▶ **EXERCISE INSTRUCTIONS**
a) Translate this sentence from the Keeneland FAQ below into Spanish: "ECC technology detects and corrects single-bit soft errors before they affect the system."
b) According to the Keeneland FAQ below, what share of GPU memory goes to ECC bits when ECC is on?

Can we add more GPUs per node to KFS?

No, the physical size and shape of the nodes imposes a limit on the number of GPUs per node.

ECC and Keeneland GPUs

Is ECC enabled for KFS?

Yes.

Is it configurable by user applications?

This has been a continuing issue that we have discussed many times, and so far the answer is no.  We can open it up for more discussion, but we don’t think this is a good idea to gain a small performance gain.

What is the impact on performance, reliability, and memory capacity?

With ECC on, 12.5% of the GPU memory is used for for ECC bits, leaving 5.25 GB for each GPU.

Fermi is the first GPU to support Error Correcting Code (ECC) based protection of data in memory. ECC was requested by GPU computing users to enhance data integrity in high performance computing environments. ECC is a highly desired feature in areas such as medical imaging and large-scale cluster computing.

                        

Naturally occurring radiation can cause a bit stored in memory to be altered, resulting in a soft error. ECC technology detects and corrects single-bit soft errors before they affect the system. Because the probability of such radiation induced errors increase linearly with the number of installed systems, ECC is an essential requirement in large cluster installations.

                        

Fermi supports Single-Error Correct Double-Error Detect (SECDED) ECC codes that correct any single bit error in hardware as the data is accessed. In addition, SECDED ECC ensures that all double bit errors and many multi-bit errors are also detected and reported so that the program can be re-run rather than being allowed to continue executing with bad data.

                        

Fermi’s register files, shared memories, L1 caches, L2 cache, and DRAM memory are ECC protected, making it not only the most powerful GPU for HPC applications, but also the most reliable. In addition, Fermi supports industry standards for checking of data during transmission from chip to chip. All NVIDIA GPUs include support for the PCI Express standard for CRC check with retry at the data link layer. Fermi also supports the similar GDDR5 standard for CRC check with retry (aka “EDC”) during transmission of data across the memory bus.

There’s always a price to pay for ECC, even when implemented in hardware — and especially when ECC is implemented as extensively as it is throughout Fermi chips. NVIDIA estimates that performance will suffer by 5% to 20%, depending on the application. For critical programs requiring absolute accuracy, that amount of overhead is of no concern. It’s certainly much better than the overhead imposed by existing work-arounds.  

Software

How do I use ‘modules’ on Keeneland?

For KIDS, see:  http://keeneland.gatech.edu/software/tools.

For KFS, see:  https://www.xsede.org/gatech-keeneland#computing.

Is it possible to add software to Keeneland?

We currently license the PGI, Intel, and GNU compilers; the Allinea DDT debugger; and a few applications, like AMBER.  Users can request additional licenses.  However, the Keeneland Project has limited funds for software licenses.  We will have to evaluate how much usage the software package will have and balance the cost with our limited funds.

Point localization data

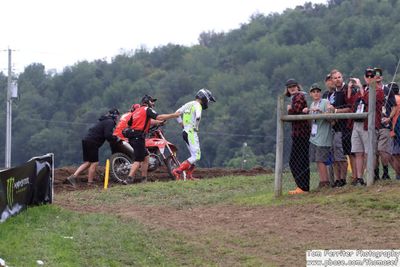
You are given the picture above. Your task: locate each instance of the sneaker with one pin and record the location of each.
(297, 191)
(342, 182)
(336, 183)
(71, 180)
(357, 182)
(128, 180)
(177, 174)
(138, 180)
(92, 185)
(324, 184)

▶ **SOLUTIONS TO EACH TASK**
a) La tecnología ECC detecta y corrige los errores leves de un solo bit antes de que afecten al sistema.

b) 12.5% of the GPU memory.